Pointing dataset records
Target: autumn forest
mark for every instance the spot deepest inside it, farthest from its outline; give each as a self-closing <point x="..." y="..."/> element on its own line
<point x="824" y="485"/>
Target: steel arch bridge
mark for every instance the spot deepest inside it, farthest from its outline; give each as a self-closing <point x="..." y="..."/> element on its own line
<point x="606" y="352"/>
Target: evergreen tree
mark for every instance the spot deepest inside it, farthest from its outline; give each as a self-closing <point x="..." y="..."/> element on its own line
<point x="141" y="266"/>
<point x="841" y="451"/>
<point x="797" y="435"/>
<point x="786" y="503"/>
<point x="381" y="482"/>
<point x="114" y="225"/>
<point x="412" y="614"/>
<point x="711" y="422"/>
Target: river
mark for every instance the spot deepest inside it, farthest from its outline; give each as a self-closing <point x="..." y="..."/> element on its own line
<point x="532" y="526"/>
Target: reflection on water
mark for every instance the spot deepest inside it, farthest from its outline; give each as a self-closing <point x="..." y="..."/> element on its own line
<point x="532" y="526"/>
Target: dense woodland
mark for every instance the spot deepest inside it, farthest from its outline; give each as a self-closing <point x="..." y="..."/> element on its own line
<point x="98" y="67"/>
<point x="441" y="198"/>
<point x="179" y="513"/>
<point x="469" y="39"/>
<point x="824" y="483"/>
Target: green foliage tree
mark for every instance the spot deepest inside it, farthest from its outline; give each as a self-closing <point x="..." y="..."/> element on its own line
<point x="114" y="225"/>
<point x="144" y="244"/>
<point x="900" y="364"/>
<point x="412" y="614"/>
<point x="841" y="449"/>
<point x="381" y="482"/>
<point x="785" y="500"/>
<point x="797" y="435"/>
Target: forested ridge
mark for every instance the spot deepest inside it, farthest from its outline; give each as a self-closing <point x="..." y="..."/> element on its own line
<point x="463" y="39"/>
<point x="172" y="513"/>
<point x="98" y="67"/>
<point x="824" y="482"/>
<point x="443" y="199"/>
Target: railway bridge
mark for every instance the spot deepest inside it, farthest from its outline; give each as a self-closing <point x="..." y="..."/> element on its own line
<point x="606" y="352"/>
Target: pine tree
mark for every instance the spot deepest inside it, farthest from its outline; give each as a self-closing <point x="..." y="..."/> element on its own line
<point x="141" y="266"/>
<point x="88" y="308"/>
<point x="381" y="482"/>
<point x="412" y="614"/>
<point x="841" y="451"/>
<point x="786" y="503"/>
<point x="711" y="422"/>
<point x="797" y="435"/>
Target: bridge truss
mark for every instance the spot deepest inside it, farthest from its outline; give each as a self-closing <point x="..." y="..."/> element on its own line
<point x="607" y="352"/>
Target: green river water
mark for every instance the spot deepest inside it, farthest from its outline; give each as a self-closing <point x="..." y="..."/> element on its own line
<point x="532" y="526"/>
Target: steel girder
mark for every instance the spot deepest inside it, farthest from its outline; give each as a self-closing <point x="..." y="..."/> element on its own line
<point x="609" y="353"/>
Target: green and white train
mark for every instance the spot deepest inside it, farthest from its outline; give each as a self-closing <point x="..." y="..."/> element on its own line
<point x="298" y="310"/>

*What you will do:* Convert the part of the material that opens with the line containing "Target: steel girder" and closes with its final line into a Markdown table with columns Row and Line, numbering each line and leaving out blank lines.

*Reply:*
| Row | Line |
|---|---|
| 1 | Target: steel girder |
| 2 | mark for every instance the spot deepest inside it, farthest from its outline; give each as a self-closing <point x="..." y="..."/> element on its own line |
| 3 | <point x="609" y="353"/> |
| 4 | Target: green and white train |
| 5 | mark for every instance the spot deepest inside it, farthest from its outline; give each as a self-closing <point x="..." y="..."/> element on its own line |
| 6 | <point x="298" y="310"/> |